Work to complete:
Exact repetition, please: start with the line where "smiling woman in the photo above." appears and stop after the final line of the records.

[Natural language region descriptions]
::::
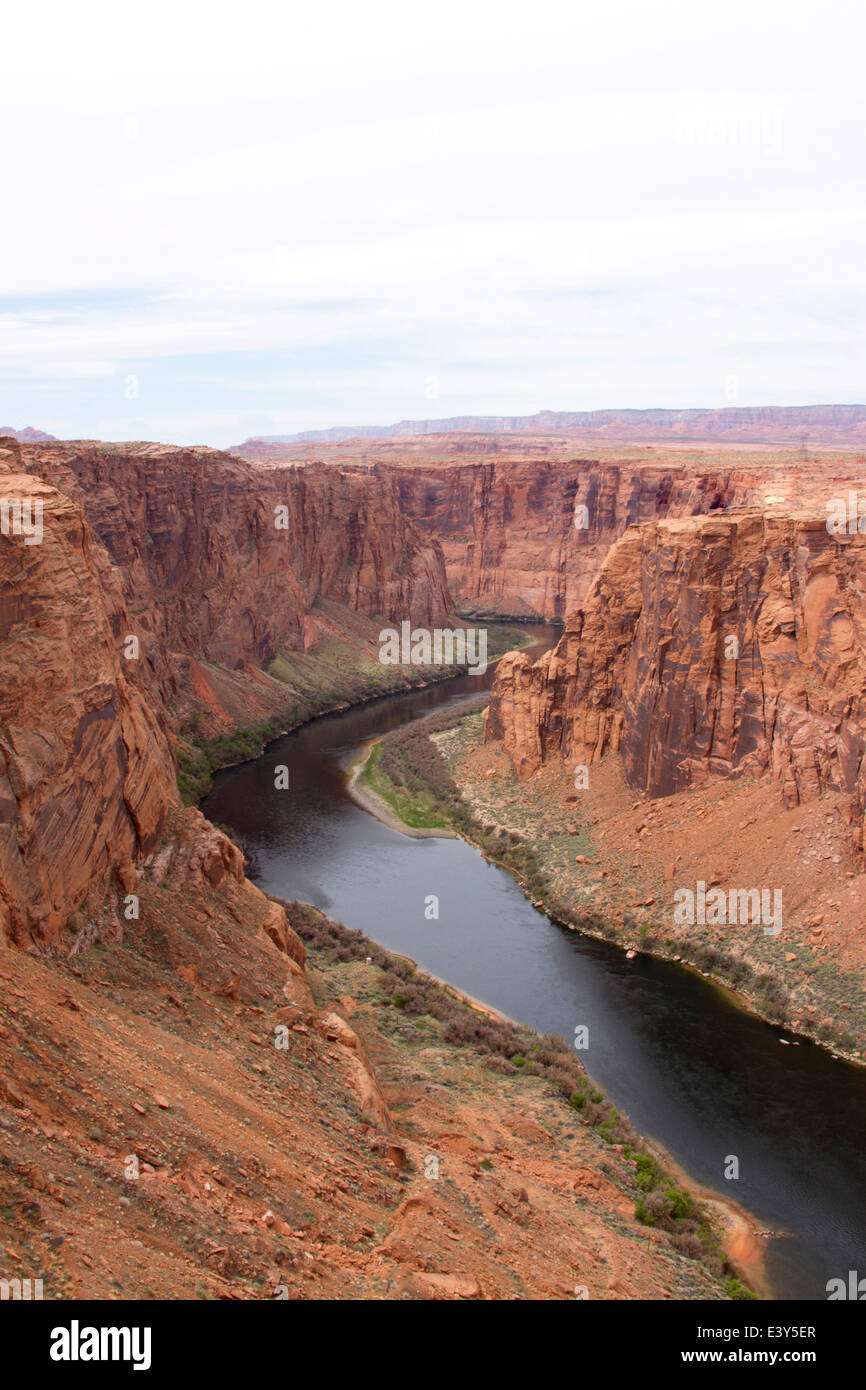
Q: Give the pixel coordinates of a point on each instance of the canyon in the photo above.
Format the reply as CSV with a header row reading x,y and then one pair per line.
x,y
180,594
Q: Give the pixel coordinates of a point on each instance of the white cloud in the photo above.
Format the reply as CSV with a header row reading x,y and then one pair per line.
x,y
565,206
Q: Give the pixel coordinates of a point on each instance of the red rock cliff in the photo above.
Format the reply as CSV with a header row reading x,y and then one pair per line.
x,y
178,548
527,538
86,774
706,647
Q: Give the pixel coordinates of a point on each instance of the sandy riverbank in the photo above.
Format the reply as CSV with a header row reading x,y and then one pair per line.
x,y
370,799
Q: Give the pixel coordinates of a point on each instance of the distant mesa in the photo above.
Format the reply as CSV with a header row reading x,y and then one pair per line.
x,y
744,424
28,435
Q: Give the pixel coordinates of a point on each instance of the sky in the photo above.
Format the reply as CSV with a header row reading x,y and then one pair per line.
x,y
230,221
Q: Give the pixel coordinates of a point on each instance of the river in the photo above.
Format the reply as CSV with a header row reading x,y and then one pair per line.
x,y
691,1070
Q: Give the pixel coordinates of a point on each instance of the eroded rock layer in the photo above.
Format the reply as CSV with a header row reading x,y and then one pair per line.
x,y
706,647
150,560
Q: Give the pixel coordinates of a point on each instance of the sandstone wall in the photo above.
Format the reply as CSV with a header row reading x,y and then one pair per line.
x,y
647,665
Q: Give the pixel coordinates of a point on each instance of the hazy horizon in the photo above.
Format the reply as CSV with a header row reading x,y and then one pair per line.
x,y
350,217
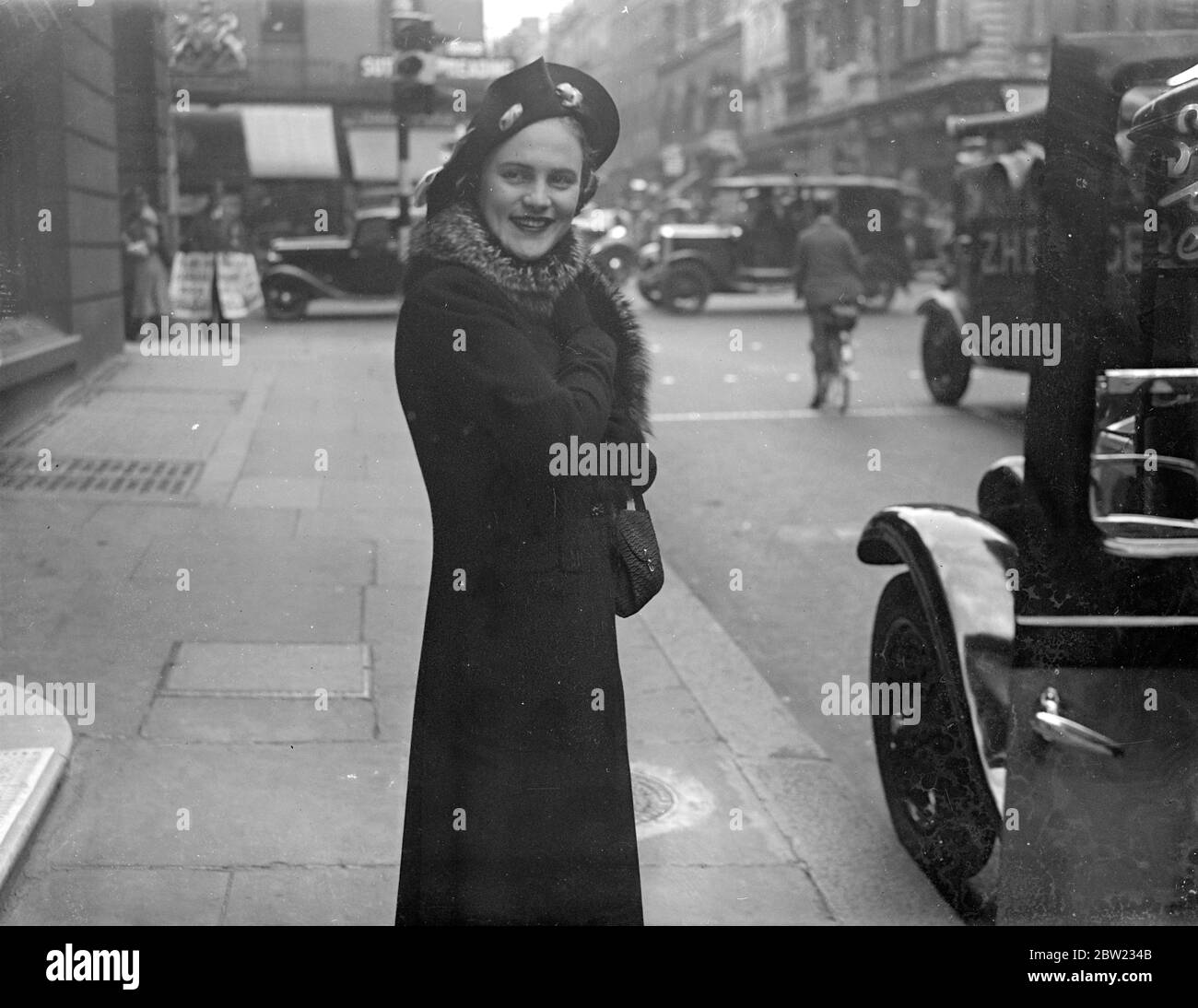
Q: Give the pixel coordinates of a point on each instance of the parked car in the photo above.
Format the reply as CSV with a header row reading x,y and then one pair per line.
x,y
990,268
687,263
346,267
1053,633
609,237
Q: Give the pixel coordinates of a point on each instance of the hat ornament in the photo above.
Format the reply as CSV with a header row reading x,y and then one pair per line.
x,y
510,117
570,95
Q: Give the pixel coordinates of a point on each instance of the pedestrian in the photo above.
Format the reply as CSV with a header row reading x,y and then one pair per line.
x,y
142,240
519,803
215,230
828,272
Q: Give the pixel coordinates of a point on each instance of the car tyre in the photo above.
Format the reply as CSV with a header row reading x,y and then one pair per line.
x,y
652,295
287,300
945,368
686,288
933,777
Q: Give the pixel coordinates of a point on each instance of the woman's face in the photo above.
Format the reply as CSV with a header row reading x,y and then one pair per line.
x,y
530,187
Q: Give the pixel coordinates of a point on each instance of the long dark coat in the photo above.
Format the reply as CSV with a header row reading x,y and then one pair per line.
x,y
519,795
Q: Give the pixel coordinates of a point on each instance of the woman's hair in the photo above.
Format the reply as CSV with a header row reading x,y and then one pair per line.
x,y
466,187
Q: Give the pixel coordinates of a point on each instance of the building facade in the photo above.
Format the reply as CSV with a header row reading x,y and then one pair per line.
x,y
83,117
822,85
288,103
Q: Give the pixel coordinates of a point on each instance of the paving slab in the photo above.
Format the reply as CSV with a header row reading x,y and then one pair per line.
x,y
741,704
340,671
260,720
328,560
250,804
861,869
669,715
775,896
354,493
314,896
236,611
276,492
130,523
370,523
715,819
393,615
123,672
114,897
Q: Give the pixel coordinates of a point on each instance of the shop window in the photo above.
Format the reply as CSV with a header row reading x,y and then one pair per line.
x,y
283,22
918,36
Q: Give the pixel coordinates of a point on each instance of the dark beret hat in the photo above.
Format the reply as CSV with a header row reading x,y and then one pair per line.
x,y
514,100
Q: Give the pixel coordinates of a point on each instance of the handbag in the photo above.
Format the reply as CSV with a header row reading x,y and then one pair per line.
x,y
639,570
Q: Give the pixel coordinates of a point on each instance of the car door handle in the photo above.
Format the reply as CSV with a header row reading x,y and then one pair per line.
x,y
1050,726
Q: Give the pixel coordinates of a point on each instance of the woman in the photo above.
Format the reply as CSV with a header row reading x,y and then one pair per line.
x,y
215,230
519,796
140,236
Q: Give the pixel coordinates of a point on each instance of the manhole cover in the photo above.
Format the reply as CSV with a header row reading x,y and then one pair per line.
x,y
142,478
652,797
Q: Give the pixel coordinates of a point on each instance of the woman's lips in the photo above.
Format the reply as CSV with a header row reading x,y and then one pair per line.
x,y
531,224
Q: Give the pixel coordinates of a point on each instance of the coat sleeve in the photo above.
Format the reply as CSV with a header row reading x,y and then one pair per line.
x,y
471,340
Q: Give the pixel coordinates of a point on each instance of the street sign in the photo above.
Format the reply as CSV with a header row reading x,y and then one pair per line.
x,y
382,66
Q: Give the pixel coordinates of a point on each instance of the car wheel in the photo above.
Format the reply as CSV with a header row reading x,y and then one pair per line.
x,y
652,295
934,787
686,288
945,368
286,299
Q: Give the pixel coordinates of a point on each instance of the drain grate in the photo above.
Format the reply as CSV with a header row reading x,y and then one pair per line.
x,y
652,797
142,478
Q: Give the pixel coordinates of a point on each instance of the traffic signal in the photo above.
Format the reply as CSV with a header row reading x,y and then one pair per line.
x,y
415,67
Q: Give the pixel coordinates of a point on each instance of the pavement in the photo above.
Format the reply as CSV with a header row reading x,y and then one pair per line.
x,y
242,583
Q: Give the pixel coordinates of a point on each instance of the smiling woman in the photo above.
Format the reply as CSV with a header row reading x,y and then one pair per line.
x,y
519,801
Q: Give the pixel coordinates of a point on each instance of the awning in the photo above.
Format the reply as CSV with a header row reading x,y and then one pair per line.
x,y
290,141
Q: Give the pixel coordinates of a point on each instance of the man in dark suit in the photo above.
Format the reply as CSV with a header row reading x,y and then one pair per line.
x,y
828,271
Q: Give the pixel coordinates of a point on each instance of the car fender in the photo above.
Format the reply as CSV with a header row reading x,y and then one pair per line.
x,y
319,287
687,255
950,303
961,567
::::
Answer for the task:
Q: Give the pixel coordinates of a point on each instance of the smiling woman in the photo above.
Format the reply as CSV with a header row reading x,y and then one pair per line.
x,y
519,801
Q: Give the pixel coordinates of a point on each instance of the awning in the photo above.
Format the reply as CSV with a header row reading x,y and then one pair per line.
x,y
290,141
Q: Give the pixel coordinates of a point on each instance of the man in dark suit in the photo above.
Format the reply as CSV with a header row reading x,y and then one pair per line.
x,y
828,271
Q: Give the pixel coordinates of a point on each instance of the car fender in the photo above.
Format the reply as CSV with a header row reading x,y and then one pair per line.
x,y
319,287
687,255
950,303
961,567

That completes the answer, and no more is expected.